Brief:
Beginning with the line that holds "the white facial", set down each line of the data below through the very last, exactly as given, and nothing beyond that.

— BEGIN —

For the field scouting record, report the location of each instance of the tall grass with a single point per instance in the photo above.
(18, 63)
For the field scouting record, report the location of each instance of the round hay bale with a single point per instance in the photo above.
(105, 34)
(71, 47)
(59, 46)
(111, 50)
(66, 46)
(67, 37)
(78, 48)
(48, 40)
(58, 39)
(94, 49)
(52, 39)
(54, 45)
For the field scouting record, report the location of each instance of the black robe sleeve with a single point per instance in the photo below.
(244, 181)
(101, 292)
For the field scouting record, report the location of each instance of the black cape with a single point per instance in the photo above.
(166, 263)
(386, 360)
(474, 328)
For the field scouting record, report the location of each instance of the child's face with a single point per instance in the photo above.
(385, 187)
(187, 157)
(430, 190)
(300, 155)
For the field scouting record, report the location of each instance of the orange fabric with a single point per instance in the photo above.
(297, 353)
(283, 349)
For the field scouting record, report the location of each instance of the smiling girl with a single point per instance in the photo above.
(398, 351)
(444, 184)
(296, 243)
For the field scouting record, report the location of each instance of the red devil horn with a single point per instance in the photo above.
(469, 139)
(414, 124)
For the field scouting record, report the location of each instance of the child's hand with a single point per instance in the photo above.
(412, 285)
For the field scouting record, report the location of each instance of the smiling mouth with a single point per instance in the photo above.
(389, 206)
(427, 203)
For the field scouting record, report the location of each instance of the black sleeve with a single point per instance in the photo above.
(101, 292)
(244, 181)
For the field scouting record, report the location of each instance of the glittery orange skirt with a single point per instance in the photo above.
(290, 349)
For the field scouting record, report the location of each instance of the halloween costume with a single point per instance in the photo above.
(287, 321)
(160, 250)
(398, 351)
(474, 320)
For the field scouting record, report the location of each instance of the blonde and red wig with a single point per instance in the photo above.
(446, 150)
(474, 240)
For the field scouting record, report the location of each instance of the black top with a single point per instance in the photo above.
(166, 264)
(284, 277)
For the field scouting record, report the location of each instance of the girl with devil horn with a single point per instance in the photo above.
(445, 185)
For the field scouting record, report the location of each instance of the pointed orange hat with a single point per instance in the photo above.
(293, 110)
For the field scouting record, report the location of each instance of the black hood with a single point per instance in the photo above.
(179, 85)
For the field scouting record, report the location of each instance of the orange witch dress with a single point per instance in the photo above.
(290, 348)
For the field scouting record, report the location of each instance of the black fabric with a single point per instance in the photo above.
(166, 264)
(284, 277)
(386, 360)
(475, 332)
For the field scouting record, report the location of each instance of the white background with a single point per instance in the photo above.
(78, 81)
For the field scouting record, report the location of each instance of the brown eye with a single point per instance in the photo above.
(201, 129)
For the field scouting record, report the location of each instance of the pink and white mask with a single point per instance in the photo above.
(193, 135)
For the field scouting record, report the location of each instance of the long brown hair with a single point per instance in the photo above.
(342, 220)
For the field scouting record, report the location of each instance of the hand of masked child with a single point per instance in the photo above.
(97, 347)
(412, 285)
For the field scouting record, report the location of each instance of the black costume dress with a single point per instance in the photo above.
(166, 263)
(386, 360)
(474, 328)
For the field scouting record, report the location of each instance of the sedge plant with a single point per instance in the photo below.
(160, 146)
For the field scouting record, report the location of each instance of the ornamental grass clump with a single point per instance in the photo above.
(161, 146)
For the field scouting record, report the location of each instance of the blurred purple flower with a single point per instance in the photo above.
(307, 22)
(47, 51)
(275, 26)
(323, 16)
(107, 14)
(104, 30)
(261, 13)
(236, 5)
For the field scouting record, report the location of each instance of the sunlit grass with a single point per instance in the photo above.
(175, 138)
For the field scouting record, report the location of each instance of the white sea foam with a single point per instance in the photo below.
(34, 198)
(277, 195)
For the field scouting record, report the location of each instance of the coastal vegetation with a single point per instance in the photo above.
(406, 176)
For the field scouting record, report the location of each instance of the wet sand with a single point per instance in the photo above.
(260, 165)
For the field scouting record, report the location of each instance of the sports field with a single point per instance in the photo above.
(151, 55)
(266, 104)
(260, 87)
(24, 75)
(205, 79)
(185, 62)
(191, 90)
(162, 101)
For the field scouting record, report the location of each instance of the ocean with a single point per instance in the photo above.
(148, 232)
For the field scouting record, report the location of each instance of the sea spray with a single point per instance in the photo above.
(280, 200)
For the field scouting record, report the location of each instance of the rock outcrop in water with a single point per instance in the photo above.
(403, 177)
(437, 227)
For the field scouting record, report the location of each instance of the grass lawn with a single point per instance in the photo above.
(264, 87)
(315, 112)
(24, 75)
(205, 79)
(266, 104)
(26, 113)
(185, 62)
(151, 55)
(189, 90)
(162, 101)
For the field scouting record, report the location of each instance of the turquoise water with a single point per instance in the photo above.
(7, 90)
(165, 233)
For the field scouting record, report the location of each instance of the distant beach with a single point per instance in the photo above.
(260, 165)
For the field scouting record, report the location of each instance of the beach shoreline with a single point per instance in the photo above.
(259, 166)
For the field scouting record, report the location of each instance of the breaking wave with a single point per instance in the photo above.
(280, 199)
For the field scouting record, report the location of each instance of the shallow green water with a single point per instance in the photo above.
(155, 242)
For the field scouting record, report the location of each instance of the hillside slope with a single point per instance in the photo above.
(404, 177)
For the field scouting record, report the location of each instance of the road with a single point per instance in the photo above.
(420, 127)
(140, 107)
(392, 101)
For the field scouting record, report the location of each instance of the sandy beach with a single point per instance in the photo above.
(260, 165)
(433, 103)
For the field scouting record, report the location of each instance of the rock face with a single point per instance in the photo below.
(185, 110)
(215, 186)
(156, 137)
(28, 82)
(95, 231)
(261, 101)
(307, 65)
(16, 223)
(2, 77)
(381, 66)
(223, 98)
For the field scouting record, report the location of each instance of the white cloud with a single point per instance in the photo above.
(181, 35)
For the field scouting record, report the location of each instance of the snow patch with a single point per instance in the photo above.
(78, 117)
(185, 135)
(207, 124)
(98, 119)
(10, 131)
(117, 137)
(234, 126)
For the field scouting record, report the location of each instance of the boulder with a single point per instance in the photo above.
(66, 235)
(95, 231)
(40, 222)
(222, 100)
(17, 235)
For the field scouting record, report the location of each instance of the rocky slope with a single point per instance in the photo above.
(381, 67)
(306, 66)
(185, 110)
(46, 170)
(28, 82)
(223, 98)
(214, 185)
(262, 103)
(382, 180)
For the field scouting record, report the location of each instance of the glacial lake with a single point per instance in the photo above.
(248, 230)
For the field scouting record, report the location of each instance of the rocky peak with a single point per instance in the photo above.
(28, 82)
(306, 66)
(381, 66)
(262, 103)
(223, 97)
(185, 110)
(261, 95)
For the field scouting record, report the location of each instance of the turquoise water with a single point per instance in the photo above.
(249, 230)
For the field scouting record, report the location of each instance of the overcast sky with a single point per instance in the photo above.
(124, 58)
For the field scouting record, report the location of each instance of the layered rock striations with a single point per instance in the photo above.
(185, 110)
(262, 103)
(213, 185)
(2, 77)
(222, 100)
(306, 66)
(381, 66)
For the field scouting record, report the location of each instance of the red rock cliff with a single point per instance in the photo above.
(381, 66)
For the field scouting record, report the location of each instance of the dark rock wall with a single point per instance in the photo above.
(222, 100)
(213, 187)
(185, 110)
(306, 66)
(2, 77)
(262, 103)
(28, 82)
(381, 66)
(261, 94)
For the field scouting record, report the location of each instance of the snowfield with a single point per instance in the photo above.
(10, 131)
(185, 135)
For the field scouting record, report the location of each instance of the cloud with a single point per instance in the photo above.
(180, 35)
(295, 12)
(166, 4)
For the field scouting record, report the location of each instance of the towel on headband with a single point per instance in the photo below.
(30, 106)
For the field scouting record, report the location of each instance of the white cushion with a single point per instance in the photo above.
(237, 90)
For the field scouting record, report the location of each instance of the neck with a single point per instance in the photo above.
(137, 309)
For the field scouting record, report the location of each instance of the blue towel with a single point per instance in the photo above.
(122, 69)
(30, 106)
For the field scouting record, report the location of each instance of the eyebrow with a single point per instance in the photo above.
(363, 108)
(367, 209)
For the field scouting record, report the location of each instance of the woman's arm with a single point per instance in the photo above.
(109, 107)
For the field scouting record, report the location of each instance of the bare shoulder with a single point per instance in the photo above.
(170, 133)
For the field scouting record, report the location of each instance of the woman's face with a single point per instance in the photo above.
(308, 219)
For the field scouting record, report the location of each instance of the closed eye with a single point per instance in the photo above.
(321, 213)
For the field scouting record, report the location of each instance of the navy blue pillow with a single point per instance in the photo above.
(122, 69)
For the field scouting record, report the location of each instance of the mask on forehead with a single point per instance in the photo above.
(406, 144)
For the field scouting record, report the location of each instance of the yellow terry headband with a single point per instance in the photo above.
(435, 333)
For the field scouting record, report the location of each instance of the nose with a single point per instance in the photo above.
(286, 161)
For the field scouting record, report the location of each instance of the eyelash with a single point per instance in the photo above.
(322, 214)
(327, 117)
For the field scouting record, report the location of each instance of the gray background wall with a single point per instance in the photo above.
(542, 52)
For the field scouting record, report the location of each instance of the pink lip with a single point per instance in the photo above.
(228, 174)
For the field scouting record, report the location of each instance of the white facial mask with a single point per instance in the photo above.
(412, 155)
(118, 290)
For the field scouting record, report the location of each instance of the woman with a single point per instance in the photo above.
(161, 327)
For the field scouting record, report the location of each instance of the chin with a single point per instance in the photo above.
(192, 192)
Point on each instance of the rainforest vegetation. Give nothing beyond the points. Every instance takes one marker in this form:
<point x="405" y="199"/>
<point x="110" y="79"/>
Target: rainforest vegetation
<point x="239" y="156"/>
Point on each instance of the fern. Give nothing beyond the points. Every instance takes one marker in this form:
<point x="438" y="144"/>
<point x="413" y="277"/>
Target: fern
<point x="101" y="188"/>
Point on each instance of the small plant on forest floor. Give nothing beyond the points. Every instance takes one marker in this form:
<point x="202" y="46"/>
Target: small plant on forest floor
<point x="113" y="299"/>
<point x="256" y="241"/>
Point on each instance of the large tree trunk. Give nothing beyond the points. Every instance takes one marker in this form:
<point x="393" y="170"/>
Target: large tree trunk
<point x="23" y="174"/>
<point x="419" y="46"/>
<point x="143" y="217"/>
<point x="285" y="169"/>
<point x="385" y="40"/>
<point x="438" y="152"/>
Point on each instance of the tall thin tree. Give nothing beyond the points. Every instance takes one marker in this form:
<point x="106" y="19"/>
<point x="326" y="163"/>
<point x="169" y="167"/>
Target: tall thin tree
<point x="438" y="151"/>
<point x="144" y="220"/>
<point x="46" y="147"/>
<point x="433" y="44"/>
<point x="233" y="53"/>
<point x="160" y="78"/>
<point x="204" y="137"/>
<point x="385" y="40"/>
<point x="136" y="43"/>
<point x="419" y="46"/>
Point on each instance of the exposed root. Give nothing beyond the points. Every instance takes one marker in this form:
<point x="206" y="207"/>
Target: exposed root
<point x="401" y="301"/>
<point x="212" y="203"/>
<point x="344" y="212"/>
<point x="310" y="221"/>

— END —

Complete answer:
For the field scouting record, report the location of each instance of the white facial mask with a single point per instance in the photo above.
(412, 155)
(118, 290)
For the field scouting record, report the location of each instance of the woman with a single point per instance in the photo above.
(161, 327)
For the field scouting record, report the location of each instance of the chin with a single point per instance in the photo above.
(192, 192)
Point on each instance of the rainforest vegetation. Give nothing beyond the points. Every instance takes one marker in this form:
<point x="405" y="199"/>
<point x="110" y="79"/>
Target: rainforest vegetation
<point x="239" y="156"/>
Point on each instance of the fern. Give nothing beyond the points. Every instance takes one marker in this form:
<point x="438" y="144"/>
<point x="413" y="277"/>
Target: fern
<point x="101" y="188"/>
Point on each instance of the small plant on forest floor. Give nothing beyond the points. Every instance takes one marker in this form:
<point x="202" y="46"/>
Target: small plant on forest floor
<point x="113" y="299"/>
<point x="256" y="241"/>
Point on each instance of the large tree trunk. Give nothing beyond the points. Every instance takes one marker in this form:
<point x="393" y="170"/>
Target: large tree trunk
<point x="23" y="174"/>
<point x="419" y="46"/>
<point x="143" y="217"/>
<point x="285" y="169"/>
<point x="385" y="40"/>
<point x="438" y="152"/>
Point on each instance of the tall thin tree. Give nothing beyond the points. Every instance takes one marker in this form:
<point x="106" y="19"/>
<point x="326" y="163"/>
<point x="169" y="167"/>
Target: tall thin tree
<point x="438" y="151"/>
<point x="144" y="220"/>
<point x="46" y="147"/>
<point x="433" y="44"/>
<point x="233" y="53"/>
<point x="160" y="78"/>
<point x="204" y="137"/>
<point x="385" y="40"/>
<point x="136" y="43"/>
<point x="419" y="46"/>
Point on each instance of the exposed root. Give nothing beyond the points. Every instance takes one marker in this form:
<point x="206" y="207"/>
Target: exposed root
<point x="401" y="301"/>
<point x="212" y="203"/>
<point x="344" y="212"/>
<point x="310" y="221"/>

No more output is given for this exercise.